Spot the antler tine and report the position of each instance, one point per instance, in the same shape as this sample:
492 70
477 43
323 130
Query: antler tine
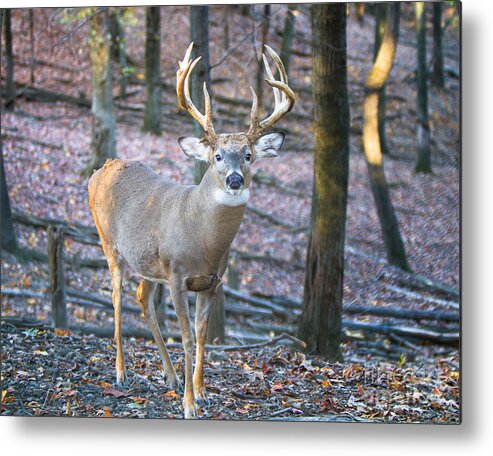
284 97
183 92
270 77
253 114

» **WHAT IS EXPECTED**
Reproduce all of the material exactly, apart from the pictures.

» **FULL SOLUTION**
Spot the antler tine and report the position of each instance, one point per instance, in the same shape as this sample:
492 70
477 43
323 130
Query: antler tine
284 97
183 92
270 77
253 114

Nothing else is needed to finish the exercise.